EXERCISE DETAILS
Please revise the material starting at its beginning and ending at the line containing "225L57 236L57 250L72", replacing "tire" with "wheel" and changing nothing else. Give back only those lines, without the pictures.

RECORDS
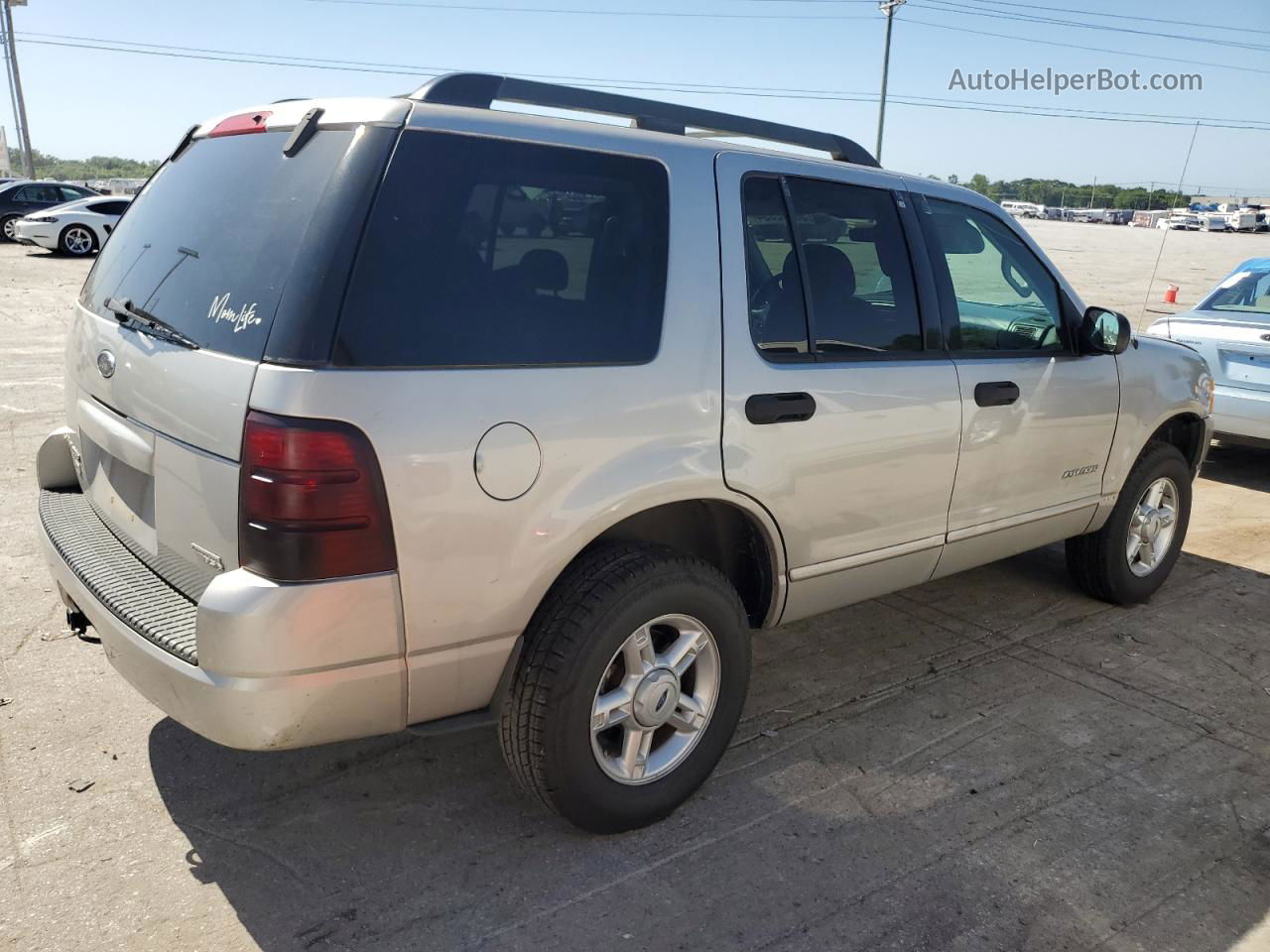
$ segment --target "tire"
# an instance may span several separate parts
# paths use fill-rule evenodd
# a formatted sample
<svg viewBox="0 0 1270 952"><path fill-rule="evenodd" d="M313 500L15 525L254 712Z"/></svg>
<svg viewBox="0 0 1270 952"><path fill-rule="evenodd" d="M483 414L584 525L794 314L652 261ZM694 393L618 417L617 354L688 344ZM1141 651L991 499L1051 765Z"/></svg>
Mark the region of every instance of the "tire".
<svg viewBox="0 0 1270 952"><path fill-rule="evenodd" d="M702 630L692 631L693 623ZM653 655L644 658L655 655L643 675L626 660L627 650L639 651L631 645L641 632L653 636L644 642ZM697 650L681 666L682 683L665 688L671 649L691 640ZM749 661L745 612L714 566L658 546L598 547L565 570L530 622L503 703L503 757L528 795L584 830L645 826L710 776L740 717ZM701 698L711 683L706 704ZM632 697L618 711L626 720L593 730L601 696L625 693ZM696 713L681 710L688 702ZM660 726L646 726L667 716ZM681 731L685 717L696 720L695 730ZM650 746L638 748L644 759L634 758L635 769L621 778L631 734L650 736Z"/></svg>
<svg viewBox="0 0 1270 952"><path fill-rule="evenodd" d="M67 225L57 236L57 250L72 258L88 258L97 250L97 235L86 225Z"/></svg>
<svg viewBox="0 0 1270 952"><path fill-rule="evenodd" d="M1163 487L1163 496L1156 504L1162 518L1158 523L1142 526L1140 506L1144 501L1149 503L1148 490L1157 485ZM1173 496L1171 523L1167 522L1170 485ZM1165 584L1181 555L1190 524L1190 506L1191 471L1186 459L1175 446L1149 443L1129 471L1106 524L1097 532L1067 539L1067 570L1072 580L1104 602L1118 605L1146 602ZM1142 552L1146 550L1130 553L1130 526L1135 527L1135 532L1140 527L1148 534L1154 528L1157 548L1162 547L1162 551L1147 557L1153 565L1143 561ZM1170 527L1172 532L1165 541L1160 533Z"/></svg>

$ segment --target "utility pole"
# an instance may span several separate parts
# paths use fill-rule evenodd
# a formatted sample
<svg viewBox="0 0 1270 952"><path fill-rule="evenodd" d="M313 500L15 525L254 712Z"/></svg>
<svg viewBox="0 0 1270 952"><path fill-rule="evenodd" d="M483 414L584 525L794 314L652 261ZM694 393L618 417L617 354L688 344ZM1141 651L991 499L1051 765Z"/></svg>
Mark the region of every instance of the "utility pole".
<svg viewBox="0 0 1270 952"><path fill-rule="evenodd" d="M18 143L22 164L28 179L36 178L36 161L30 155L30 129L27 128L27 102L22 98L22 75L18 72L18 47L13 38L13 4L25 6L27 0L0 0L0 25L5 37L5 61L9 72L9 94L13 98L13 118L18 123Z"/></svg>
<svg viewBox="0 0 1270 952"><path fill-rule="evenodd" d="M881 165L881 128L886 122L886 74L890 70L890 28L895 22L895 8L903 6L904 0L879 0L878 9L886 14L886 46L881 55L881 99L878 102L878 147L874 150L874 159Z"/></svg>

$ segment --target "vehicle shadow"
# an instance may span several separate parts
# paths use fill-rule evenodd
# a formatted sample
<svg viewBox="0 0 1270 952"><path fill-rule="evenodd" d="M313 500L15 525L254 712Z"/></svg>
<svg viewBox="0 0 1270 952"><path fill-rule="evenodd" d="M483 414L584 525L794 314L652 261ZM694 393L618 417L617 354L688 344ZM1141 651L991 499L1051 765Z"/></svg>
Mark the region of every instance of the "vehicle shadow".
<svg viewBox="0 0 1270 952"><path fill-rule="evenodd" d="M1218 952L1267 911L1267 616L1195 556L1111 608L1050 547L766 632L714 777L620 836L518 795L485 730L243 753L164 720L150 764L268 952Z"/></svg>
<svg viewBox="0 0 1270 952"><path fill-rule="evenodd" d="M1270 493L1270 448L1214 443L1201 472L1205 480Z"/></svg>

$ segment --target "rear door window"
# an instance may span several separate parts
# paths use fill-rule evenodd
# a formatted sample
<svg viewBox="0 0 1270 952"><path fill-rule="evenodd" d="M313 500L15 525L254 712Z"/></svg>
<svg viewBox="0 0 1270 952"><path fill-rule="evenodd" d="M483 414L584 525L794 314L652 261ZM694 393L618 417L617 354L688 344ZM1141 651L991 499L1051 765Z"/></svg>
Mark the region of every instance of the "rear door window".
<svg viewBox="0 0 1270 952"><path fill-rule="evenodd" d="M164 165L102 249L80 297L103 317L126 300L202 347L259 360L306 231L352 129L198 140ZM381 166L382 168L382 166ZM328 331L326 350L330 338Z"/></svg>
<svg viewBox="0 0 1270 952"><path fill-rule="evenodd" d="M744 212L749 331L765 358L923 349L908 244L889 192L751 175Z"/></svg>
<svg viewBox="0 0 1270 952"><path fill-rule="evenodd" d="M921 350L908 246L890 193L789 179L818 354Z"/></svg>
<svg viewBox="0 0 1270 952"><path fill-rule="evenodd" d="M749 334L768 360L806 357L803 278L781 180L751 175L744 190Z"/></svg>
<svg viewBox="0 0 1270 952"><path fill-rule="evenodd" d="M648 159L408 131L358 254L335 363L650 360L668 204L665 170Z"/></svg>

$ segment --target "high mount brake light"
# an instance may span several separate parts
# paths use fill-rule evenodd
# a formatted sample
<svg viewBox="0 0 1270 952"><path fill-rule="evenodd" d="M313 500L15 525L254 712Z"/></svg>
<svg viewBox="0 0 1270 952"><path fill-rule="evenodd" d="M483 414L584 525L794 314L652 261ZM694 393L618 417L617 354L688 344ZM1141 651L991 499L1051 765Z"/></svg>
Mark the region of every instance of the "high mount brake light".
<svg viewBox="0 0 1270 952"><path fill-rule="evenodd" d="M249 132L267 132L264 121L273 116L272 112L239 113L216 123L216 128L207 133L208 138L218 136L245 136Z"/></svg>
<svg viewBox="0 0 1270 952"><path fill-rule="evenodd" d="M364 433L337 420L248 414L239 561L277 581L396 569L384 479Z"/></svg>

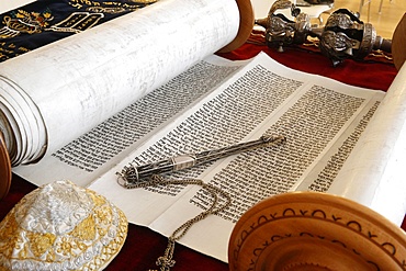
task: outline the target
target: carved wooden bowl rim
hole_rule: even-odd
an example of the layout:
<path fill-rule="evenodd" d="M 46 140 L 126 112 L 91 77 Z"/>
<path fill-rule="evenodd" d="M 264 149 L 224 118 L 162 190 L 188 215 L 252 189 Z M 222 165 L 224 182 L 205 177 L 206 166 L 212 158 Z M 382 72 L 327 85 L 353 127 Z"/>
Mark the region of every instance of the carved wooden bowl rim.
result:
<path fill-rule="evenodd" d="M 406 234 L 369 207 L 290 192 L 247 211 L 228 246 L 229 270 L 406 270 Z"/>

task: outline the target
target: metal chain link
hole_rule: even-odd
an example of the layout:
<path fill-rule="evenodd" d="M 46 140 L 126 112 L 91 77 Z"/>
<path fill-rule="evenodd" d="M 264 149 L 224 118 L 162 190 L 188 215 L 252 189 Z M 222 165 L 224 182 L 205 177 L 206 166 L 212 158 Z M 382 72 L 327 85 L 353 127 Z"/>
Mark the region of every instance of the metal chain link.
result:
<path fill-rule="evenodd" d="M 173 251 L 174 251 L 174 244 L 177 240 L 182 238 L 195 223 L 206 218 L 208 215 L 214 215 L 214 214 L 217 214 L 224 211 L 232 203 L 232 197 L 227 192 L 212 184 L 205 183 L 200 179 L 176 180 L 176 179 L 163 179 L 161 176 L 153 176 L 149 181 L 134 183 L 127 188 L 135 189 L 135 188 L 148 188 L 148 187 L 169 185 L 169 184 L 200 185 L 202 187 L 202 189 L 206 190 L 212 195 L 213 202 L 208 208 L 206 208 L 205 211 L 201 212 L 193 218 L 183 223 L 171 234 L 171 236 L 168 237 L 167 249 L 165 250 L 163 256 L 159 257 L 156 261 L 156 264 L 160 267 L 159 268 L 160 271 L 170 271 L 170 268 L 174 266 L 176 261 L 173 260 Z M 219 197 L 225 199 L 225 203 L 217 206 L 221 201 Z M 149 269 L 148 271 L 157 271 L 157 270 Z"/>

FULL SOLUTION
$ segment --target "wheel"
# an instance may span several separate parts
# paths use fill-rule evenodd
# a formatted sample
<svg viewBox="0 0 1270 952"><path fill-rule="evenodd" d="M313 500L15 525L254 712Z"/></svg>
<svg viewBox="0 0 1270 952"><path fill-rule="evenodd" d="M483 414L584 525L794 314L652 261ZM694 393L618 417L617 354L688 344ZM1141 651L991 499L1051 765Z"/></svg>
Mark the region of every instance of the "wheel".
<svg viewBox="0 0 1270 952"><path fill-rule="evenodd" d="M702 630L692 631L693 623ZM653 655L644 658L655 655L643 675L626 660L627 650L639 651L631 645L641 632L653 636L644 642ZM697 650L681 666L682 683L665 688L671 649L691 640ZM749 661L745 612L714 566L658 546L598 547L565 570L530 622L503 703L503 757L528 795L584 830L645 826L710 776L740 717ZM701 698L711 683L706 704ZM632 697L618 711L626 720L593 730L601 696L625 693ZM696 713L681 710L688 702ZM660 726L646 726L667 716ZM681 731L685 717L696 720L695 730ZM650 746L638 748L644 759L634 758L635 769L621 778L631 734L650 736Z"/></svg>
<svg viewBox="0 0 1270 952"><path fill-rule="evenodd" d="M67 225L57 236L57 250L72 258L88 258L97 250L97 235L86 225Z"/></svg>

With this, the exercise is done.